Take each line of the data that contains the string "crowd" and copy it.

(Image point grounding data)
━━━━━━━━━━━━━━━━━━━━

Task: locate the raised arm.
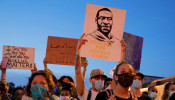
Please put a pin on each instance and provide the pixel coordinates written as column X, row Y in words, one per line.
column 35, row 69
column 123, row 48
column 45, row 63
column 84, row 64
column 3, row 74
column 79, row 76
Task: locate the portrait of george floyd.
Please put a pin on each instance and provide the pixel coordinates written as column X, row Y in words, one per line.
column 103, row 28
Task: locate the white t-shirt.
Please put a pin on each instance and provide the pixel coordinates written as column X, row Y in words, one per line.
column 86, row 92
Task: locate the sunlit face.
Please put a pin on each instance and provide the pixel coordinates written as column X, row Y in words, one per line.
column 107, row 84
column 92, row 80
column 172, row 87
column 153, row 90
column 65, row 93
column 125, row 68
column 41, row 80
column 104, row 22
column 136, row 77
column 66, row 80
column 18, row 93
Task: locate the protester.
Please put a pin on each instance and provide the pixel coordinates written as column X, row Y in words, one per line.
column 172, row 97
column 152, row 92
column 17, row 94
column 4, row 87
column 137, row 85
column 169, row 89
column 107, row 82
column 65, row 93
column 123, row 76
column 40, row 87
column 96, row 77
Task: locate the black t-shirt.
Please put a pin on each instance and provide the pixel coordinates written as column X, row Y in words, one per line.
column 105, row 95
column 144, row 97
column 118, row 98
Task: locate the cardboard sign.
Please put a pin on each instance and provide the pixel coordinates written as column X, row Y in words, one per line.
column 61, row 50
column 18, row 57
column 103, row 29
column 133, row 49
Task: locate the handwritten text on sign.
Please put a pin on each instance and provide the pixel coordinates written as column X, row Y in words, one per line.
column 18, row 57
column 61, row 50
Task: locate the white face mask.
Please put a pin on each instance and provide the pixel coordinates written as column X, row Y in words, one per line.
column 64, row 97
column 153, row 95
column 136, row 84
column 171, row 92
column 99, row 84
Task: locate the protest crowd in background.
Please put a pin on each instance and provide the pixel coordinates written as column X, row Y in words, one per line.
column 125, row 83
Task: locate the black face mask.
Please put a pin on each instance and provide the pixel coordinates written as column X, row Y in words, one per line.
column 125, row 79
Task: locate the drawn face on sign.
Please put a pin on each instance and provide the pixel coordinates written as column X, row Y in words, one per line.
column 104, row 21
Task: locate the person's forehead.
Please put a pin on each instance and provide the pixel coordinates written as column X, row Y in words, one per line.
column 125, row 67
column 172, row 86
column 105, row 13
column 137, row 77
column 19, row 91
column 153, row 89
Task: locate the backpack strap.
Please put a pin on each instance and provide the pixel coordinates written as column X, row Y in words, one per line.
column 89, row 94
column 134, row 97
column 109, row 93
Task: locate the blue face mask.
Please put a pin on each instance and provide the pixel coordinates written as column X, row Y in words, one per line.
column 38, row 92
column 57, row 90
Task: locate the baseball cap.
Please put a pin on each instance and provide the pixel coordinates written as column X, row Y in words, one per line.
column 97, row 72
column 140, row 74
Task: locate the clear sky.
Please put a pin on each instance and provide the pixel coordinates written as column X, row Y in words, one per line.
column 28, row 23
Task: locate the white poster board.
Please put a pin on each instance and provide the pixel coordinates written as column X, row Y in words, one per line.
column 18, row 57
column 103, row 29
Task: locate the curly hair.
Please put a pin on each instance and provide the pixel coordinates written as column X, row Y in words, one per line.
column 166, row 95
column 64, row 76
column 48, row 78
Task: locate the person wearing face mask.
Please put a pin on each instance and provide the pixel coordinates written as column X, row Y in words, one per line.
column 96, row 77
column 169, row 89
column 137, row 85
column 17, row 94
column 65, row 93
column 152, row 92
column 123, row 76
column 40, row 87
column 172, row 97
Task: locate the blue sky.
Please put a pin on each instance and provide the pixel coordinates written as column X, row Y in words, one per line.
column 28, row 23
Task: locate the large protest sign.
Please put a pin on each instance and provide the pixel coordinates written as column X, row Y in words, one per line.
column 133, row 49
column 18, row 57
column 61, row 50
column 103, row 29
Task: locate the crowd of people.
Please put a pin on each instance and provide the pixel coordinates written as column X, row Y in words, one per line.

━━━━━━━━━━━━━━━━━━━━

**ANSWER BELOW:**
Task: locate the protest crowd in background.
Task: locate the crowd of people.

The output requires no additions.